Обязательное задание
Продолжите исходный текст о книге стихов Елены Каревой «Всего лишь слова», начав сразу после его последнего предложения.

В 2002 году во всемирно известном автограде Тольятти вышла в свет вторая книга стихов Елены Каревой «Всего лишь слова». Достаточно указать тираж книжки - 200 экз. - и читателю станет ясно, что вероятность моего знакомства с этими негромко прозвучавшими «...словами» должна исчисляться величинами существенно меньшими, чем абсолютно неуловимые миллиардные доли процента... Тем не менее один из неведомым путём оказавшихся в Москве экземпляров не только попал мне в руки (в полутёмном полубогемном подвале ОГИ, где вскоре после того состоялся творческий вечер другой «волжанки» - замечательной поэтессы Светланы Кековой), но и заинтересовал - стихами. Скажу больше - книжка привлекла внимание, два-три случайно открывшихся стихотворения прозвучали столь уверенно, что захотелось продолжить чтение дома, по стародавней привычке - с карандашом в руках.

Перечень данных
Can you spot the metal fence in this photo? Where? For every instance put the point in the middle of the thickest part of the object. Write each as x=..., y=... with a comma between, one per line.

Правильный ответ
Должен признать, такому решению немало способствовало одно из стихотворений, по прочтении которого стало ясно, что книга не исчерпывается набором привычных мотивов, вполне традиционных для женской лирической поэзии (мы говорили о них в статье «Другое одиночество», опубликованной в «Литературной учёбе» № 1-2007: о детях, о внуках, о доме, о саде), в ней находится место и для так называемой социальной проблематики. Всего двенадцать строк о подрастающем поколении - на мой взгляд, эти три строфы заслуживают того, чтобы воспроизвести их здесь полностью:
Они берут уверенно числом.
Они свои, и знают, где чужие.
И вот на смену девушкам с веслом
приходят девы, тянущие жилы.
И в чём же, друг, скажи мне, их вина,
когда травой по пустырям взрастая,
простых инстинктов прелесть и вина
вкус познаёт резвящаяся стая?
Они как в море волны, как прибой
бегут к земле, и бросятся на скалы.
И скоро, друг, накроют нас с тобой,
окрасив даже небо ярко-алым.
При домашнем обстоятельном чтении, однако, не замедлило выясниться, что поэзию гражданского звучания никак нельзя назвать типичной для творчества Каревой, - но тем более нам никак не следует забывать об этой стороне её дарования, особенно теперь, когда читателям представлена подборка новых стихов, получившая многозначное и обязывающее название «Удвоение образа».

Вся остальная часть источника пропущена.